Exercise requirements:
(a) In the wood stove discussion below, what does the writer say will happen to the warranty if a modification to the stove is found?
(b) Carry on the wood stove discussion below, starting after its last sentence.

Passage to read:

Just to comment and perhaps start a dialog, please don't modify your air control or change your stove any way to remedy this problem. I really have a hard time agreeing with anyone that suggests this is a solution. I know manufacturers often say do not install barometric or flue dampers or flue top restrictions, BUT please consider using a damper before you consider modifying the air control system of the stove.

Modifying your stove can cause a long list of issues, but the most important one to mention is that the warranty will be voided if this modification is found.
 
The tin foil idea sounded logical & simple but I did not try it. The stove has been working just fine for the past few weeks. If I do not load it full with good wood it does not run away on me...so I load it 2/3 or so & I get about 6hrs out of it (I am ok with that for now). Come spring, for the first time I will be the one to clean the chimney!!! A flue damper will go in at that time..as a precautionary measure.

I did notice this morning the griddle gasket is falling apart!!! I was under the impression that this particular gasket (with that wire mesh) should last a long time...not two burning seasons!!! Any idea where I can get one online?

Cheers
 
Corie, I understand 100% from a manufacturers perspective - still, the same applied to my opening my Mac Mini and installing RAM (that machine is ONLY serviceable by techs), but I did it anyway. Ideally the stoves would work. But obviously there is a problem which we see clearly in stuff like the everburn...stoves being designed to pass the tests. Woodstoves are not toasters, and therefore tweaking is sometimes needed....exactly which tweak is another story.

Entries provided:
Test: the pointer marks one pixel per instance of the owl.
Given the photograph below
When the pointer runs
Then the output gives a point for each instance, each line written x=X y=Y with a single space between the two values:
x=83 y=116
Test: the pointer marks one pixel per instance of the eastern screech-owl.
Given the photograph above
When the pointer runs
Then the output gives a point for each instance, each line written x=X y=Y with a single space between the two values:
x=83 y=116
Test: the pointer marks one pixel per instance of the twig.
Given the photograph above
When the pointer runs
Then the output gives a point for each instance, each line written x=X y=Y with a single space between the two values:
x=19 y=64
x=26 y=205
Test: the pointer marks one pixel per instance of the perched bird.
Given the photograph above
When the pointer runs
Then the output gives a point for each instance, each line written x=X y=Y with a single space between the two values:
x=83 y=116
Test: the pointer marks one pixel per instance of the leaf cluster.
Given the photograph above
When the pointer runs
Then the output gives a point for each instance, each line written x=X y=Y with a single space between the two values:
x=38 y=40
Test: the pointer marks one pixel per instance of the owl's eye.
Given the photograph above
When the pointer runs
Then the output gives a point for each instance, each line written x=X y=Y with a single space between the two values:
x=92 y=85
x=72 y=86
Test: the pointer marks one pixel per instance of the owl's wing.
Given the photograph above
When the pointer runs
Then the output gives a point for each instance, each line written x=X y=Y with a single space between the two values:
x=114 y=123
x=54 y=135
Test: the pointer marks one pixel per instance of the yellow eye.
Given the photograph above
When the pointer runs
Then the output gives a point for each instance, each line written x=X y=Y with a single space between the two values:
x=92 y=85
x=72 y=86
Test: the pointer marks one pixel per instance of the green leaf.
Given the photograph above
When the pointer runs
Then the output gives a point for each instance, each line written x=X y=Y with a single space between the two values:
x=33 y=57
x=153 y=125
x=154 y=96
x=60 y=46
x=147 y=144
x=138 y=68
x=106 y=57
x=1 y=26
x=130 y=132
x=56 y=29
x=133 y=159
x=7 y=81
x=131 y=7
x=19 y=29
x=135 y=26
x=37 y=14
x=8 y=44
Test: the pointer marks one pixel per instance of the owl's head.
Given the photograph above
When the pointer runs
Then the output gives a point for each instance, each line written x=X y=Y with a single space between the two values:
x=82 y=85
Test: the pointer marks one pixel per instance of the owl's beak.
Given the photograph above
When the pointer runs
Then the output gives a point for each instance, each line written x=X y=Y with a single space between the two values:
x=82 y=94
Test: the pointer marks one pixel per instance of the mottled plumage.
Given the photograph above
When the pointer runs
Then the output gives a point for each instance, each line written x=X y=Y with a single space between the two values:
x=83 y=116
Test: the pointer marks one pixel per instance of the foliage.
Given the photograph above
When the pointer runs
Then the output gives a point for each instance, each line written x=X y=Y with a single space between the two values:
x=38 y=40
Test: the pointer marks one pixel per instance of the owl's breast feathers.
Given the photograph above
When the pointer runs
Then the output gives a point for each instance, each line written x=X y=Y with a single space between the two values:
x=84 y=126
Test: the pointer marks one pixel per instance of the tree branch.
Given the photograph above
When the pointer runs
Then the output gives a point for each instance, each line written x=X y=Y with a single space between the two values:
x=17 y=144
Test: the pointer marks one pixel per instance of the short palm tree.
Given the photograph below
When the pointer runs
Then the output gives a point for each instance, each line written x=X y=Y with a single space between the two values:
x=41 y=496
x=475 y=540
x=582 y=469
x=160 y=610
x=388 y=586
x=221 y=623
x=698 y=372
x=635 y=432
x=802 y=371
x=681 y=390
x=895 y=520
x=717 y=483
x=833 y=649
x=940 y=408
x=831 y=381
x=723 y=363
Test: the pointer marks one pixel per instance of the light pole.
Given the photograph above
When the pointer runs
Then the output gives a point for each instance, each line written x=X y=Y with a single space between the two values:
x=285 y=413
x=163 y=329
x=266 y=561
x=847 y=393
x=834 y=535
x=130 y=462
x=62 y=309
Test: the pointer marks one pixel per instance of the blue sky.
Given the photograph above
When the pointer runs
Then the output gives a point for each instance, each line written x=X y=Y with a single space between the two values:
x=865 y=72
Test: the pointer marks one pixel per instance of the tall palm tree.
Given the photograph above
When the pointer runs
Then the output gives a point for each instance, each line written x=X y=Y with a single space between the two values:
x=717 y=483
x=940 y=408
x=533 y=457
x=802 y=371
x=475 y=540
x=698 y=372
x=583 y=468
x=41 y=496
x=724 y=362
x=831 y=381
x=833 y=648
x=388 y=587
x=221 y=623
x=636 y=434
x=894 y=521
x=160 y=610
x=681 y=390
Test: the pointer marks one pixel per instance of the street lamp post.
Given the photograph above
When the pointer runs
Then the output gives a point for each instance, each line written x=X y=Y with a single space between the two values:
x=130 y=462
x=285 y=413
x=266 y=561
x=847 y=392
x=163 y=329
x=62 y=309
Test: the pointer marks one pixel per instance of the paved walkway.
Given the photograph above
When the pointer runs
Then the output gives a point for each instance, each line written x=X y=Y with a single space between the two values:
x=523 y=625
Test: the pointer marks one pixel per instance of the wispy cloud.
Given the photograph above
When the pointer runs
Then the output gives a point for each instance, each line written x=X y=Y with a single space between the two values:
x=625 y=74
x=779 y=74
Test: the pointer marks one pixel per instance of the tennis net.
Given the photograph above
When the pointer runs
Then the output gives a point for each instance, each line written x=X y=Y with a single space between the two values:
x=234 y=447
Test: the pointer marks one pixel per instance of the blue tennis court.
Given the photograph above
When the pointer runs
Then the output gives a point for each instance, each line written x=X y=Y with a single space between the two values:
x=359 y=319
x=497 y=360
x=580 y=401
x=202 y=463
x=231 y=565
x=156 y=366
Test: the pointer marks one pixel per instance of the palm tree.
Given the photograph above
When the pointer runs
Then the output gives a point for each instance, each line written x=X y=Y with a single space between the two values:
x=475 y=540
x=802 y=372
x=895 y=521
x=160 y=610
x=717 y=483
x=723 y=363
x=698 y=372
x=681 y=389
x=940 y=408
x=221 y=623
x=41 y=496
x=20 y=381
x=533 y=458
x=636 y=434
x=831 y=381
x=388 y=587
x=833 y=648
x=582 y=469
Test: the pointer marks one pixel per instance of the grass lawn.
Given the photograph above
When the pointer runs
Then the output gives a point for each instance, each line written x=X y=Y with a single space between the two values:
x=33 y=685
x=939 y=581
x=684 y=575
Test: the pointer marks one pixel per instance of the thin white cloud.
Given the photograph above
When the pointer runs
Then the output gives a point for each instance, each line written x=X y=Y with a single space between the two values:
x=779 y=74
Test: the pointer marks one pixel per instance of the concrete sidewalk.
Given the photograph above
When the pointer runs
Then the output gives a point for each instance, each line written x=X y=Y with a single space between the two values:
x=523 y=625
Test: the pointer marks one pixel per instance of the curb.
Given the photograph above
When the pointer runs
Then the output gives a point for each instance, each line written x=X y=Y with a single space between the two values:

Response list:
(a) The warranty will be voided.

(b)
I think what Gulland is getting at are two things:
1. Manufacturers should be aware of this factor when designing stoves, and not "design to the test", but rather compromise and make the stove as friendly as possible in various environments.
2. Manufacturers may want to consider having some form of tweak available afterwards for those "impossible to solve" situations.

As far as warranties, since the manufacturers can usually find an out if they want.....like "its been overfired", etc.....I don't see the big deal there. After all, having ordered a LOT of warranty parts over 20+ years, I never once carefully inspected the stove in question for modifications.

My take - admittedly from a different perspective...that of the end user.
 
Webmaster said:
I think what Gulland is getting at are two things:
1. Manufacturers should be aware of this factor when designing stoves, and not "design to the test", but rather compromise and make the stove as friendly as possible in various environments.
2. Manufacturers may want to consider having some form of tweak available afterwards for those "impossible to solve" situations.


I agree with what you're saying Craig, but anytime the words "modify the stove" come up, I cringe.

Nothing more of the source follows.